> **TO DO**
#1 According to the text on P2P-RPL, what tree-like network topology does RPL organize?
#2 From the text on P2P-RPL, quote word for word the stretch from "The remainder of" through "our concluding remarks.".

> **SELECTED TEXT**
Depending on the priority value related to the geographic position, the listen-only period of the trickle algorithm is dynamically selected. The node with the higher priority value has the shorter listen-only period. The higher prioritized node with the shorter listen-only period transmits the message earlier than other nodes, which can reduce the route discovery latency significantly. In indoor location-based services, positional accuracy, privacy, low cost, low power consumption, reliability, continuity of service, and a short response time are required. The proposed Collision Avoidance Geographic P2P-RPL can provide fast, energy-efficient P2P data delivery without reducing the networking reliability.

The remainder of this paper is organized as follows. Section 2 discusses the related work for problems related to P2P-RPL and the trickle algorithm. Section 3 describes the main components of the proposed algorithm and software architecture on Contiki OS. Section 4 presents and discusses the performance evaluations. Section 5 summarizes the work and presents our concluding remarks.

2. Research Background

A large number of LLN applications, such as home automation and building control applications, require point-to-point (P2P) routing support. RPL has been defined by IETF as a standard routing protocol for LLNs [1]. RPL organizes a tree-like network topology called Destination-Oriented Directed Acyclic Graph (DODAG). When two non-root nodes need to communicate, the data packets must be routed only along the pre-established DODAGs. A DODAG is built to optimize the routing cost to reach the root node. Hence, such P2P routing may lead to a longer end-to-end delay, low packet delivery ratio, and severe traffic congestion near the root node [4,5]. Complementary to these shortcomings, a reactive discovery of Point-to-Point Routes in Low-Power and Lossy Networks (P2P-RPL) is standardized [6].

P2P-RPL reactively discovers P2P paths by constructing the temporary DODAG. The temporary DODAG is solely used for route discovery. P2P-RPL uses the same mechanism of the basic RPL to for m the DODAG. The source node acts as the root node and it originates P2P mode DIO (P2P-DIO) for temporary DODAG construction. The P2P-DIO piggybacks a P2P Route Discovery Option to discover the route for a source-destination pair. Each node receiving the P2P-DIO joins the temporary DODAG and disseminates the P2P-DIO periodically with the trickle algorithm. Once the destination node receives the P2P-DIO, it replies P2P Discovery Reply Object (P2P-DRO) to the source node along the discovered route.

> **PROVIDED RECORDS**
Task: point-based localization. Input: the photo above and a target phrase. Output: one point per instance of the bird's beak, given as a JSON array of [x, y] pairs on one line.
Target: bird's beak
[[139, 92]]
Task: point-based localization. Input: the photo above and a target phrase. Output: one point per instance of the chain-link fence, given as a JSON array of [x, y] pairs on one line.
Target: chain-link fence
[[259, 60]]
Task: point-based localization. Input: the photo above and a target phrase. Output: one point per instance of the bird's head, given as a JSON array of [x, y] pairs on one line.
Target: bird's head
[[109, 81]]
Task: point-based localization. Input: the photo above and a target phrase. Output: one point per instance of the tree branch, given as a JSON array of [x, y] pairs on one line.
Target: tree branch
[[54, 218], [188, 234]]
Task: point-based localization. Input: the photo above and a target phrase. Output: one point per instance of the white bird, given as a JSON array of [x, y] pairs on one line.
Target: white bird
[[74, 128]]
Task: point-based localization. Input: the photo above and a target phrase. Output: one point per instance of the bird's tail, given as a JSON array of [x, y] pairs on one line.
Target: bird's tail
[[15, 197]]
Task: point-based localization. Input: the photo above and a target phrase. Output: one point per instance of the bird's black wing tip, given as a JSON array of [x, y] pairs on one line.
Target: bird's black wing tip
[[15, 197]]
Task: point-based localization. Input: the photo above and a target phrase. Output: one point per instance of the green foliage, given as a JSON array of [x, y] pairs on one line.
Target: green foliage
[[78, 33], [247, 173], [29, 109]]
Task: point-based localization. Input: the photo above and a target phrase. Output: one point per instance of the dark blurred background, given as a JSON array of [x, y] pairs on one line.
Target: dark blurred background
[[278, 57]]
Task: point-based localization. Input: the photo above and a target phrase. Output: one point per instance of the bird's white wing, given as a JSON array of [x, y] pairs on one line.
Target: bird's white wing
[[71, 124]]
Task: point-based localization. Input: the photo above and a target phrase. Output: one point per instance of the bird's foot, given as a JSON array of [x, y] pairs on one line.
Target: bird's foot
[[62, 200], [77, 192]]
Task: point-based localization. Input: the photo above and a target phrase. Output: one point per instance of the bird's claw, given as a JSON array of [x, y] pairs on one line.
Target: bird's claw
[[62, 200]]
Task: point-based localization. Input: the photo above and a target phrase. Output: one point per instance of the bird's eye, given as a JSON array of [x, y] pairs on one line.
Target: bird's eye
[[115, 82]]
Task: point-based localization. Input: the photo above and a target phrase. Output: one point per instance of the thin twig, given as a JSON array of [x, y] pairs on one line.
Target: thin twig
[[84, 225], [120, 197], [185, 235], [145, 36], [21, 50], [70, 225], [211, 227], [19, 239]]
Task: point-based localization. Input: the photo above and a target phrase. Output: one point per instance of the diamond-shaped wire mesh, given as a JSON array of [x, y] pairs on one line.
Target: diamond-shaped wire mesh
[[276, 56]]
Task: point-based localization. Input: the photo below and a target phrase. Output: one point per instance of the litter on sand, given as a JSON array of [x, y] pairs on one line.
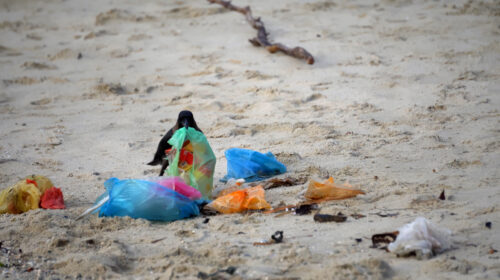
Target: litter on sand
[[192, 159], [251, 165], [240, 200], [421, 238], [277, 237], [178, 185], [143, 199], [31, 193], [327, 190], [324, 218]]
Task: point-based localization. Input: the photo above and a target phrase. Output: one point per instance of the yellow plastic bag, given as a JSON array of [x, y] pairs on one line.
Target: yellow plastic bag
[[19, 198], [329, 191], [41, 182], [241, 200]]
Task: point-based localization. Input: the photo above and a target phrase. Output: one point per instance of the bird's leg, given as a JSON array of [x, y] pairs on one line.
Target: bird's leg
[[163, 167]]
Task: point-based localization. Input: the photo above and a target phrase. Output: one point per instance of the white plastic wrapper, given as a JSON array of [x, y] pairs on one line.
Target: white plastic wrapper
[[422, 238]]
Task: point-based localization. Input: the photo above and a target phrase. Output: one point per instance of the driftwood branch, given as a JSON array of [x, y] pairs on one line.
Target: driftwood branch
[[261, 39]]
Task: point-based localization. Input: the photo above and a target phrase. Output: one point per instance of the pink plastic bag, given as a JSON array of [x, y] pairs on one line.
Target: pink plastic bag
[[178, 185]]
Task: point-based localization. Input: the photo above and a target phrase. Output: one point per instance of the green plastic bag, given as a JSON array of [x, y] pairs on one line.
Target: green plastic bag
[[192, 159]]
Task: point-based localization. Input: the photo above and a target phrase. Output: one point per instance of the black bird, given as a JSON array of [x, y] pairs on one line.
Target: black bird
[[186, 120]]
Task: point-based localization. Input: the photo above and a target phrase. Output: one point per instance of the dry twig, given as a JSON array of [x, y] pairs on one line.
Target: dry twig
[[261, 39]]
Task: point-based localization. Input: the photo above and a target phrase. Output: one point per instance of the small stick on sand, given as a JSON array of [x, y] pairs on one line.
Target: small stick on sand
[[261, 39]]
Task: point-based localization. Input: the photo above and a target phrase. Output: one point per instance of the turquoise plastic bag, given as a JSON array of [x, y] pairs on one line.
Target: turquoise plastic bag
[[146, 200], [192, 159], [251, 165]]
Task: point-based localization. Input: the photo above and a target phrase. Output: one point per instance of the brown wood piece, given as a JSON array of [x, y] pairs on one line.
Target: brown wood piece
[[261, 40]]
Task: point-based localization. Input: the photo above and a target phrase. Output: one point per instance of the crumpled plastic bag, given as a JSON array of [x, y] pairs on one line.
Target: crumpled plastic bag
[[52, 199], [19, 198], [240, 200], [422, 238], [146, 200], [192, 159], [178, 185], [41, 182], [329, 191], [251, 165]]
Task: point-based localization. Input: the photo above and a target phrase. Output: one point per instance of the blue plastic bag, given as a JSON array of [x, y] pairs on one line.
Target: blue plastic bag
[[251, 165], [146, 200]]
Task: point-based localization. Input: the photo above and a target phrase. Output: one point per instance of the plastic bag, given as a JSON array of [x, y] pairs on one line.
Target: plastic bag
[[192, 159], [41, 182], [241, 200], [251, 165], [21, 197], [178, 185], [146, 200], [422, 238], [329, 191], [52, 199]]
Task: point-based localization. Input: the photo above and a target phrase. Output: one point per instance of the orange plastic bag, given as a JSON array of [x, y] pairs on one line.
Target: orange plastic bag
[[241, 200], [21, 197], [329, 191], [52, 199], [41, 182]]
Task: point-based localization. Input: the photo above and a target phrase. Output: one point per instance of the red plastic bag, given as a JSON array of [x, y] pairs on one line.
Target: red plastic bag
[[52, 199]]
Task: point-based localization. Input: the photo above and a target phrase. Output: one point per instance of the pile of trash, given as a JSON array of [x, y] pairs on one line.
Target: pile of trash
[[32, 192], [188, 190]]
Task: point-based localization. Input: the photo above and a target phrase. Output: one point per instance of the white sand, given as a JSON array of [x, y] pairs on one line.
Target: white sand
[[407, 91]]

==

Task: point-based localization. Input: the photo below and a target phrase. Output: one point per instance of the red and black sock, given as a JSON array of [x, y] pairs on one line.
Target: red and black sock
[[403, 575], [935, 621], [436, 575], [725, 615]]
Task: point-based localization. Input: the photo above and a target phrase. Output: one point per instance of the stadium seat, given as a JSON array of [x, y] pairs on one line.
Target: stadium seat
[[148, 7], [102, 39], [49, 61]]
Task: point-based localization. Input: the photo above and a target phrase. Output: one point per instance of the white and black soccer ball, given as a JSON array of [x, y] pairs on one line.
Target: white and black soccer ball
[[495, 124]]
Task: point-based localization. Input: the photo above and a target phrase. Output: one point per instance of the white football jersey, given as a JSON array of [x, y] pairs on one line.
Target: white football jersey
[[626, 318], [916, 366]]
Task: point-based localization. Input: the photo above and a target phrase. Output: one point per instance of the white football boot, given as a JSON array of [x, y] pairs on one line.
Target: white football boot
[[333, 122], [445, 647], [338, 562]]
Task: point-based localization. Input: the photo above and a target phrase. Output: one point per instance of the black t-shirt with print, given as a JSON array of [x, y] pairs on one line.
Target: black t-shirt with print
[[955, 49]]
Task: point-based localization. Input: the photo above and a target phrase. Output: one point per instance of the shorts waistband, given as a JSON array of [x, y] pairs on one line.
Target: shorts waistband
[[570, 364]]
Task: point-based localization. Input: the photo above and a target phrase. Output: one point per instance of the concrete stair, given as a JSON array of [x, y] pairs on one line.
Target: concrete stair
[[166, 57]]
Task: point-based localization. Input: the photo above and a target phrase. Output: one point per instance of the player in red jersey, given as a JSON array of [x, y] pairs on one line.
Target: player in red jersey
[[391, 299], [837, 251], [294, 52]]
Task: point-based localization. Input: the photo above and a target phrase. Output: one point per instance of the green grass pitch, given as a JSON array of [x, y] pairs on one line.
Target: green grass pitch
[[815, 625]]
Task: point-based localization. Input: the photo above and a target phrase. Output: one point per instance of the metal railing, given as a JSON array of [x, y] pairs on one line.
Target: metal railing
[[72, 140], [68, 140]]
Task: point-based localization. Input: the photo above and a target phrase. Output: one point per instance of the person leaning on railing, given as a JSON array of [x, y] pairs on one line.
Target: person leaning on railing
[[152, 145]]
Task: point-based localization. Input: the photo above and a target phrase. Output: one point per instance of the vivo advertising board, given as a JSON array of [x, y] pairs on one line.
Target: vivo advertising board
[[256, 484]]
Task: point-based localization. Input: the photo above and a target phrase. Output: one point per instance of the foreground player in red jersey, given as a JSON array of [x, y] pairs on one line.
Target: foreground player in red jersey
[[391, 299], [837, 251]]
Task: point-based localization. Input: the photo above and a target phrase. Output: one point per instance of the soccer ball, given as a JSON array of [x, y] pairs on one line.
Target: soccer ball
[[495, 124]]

> **REPLIES**
#1 A Destination-Oriented Directed Acyclic Graph (DODAG).

#2
The remainder of this paper is organized as follows. Section 2 discusses the related work for problems related to P2P-RPL and the trickle algorithm. Section 3 describes the main components of the proposed algorithm and software architecture on Contiki OS. Section 4 presents and discusses the performance evaluations. Section 5 summarizes the work and presents our concluding remarks.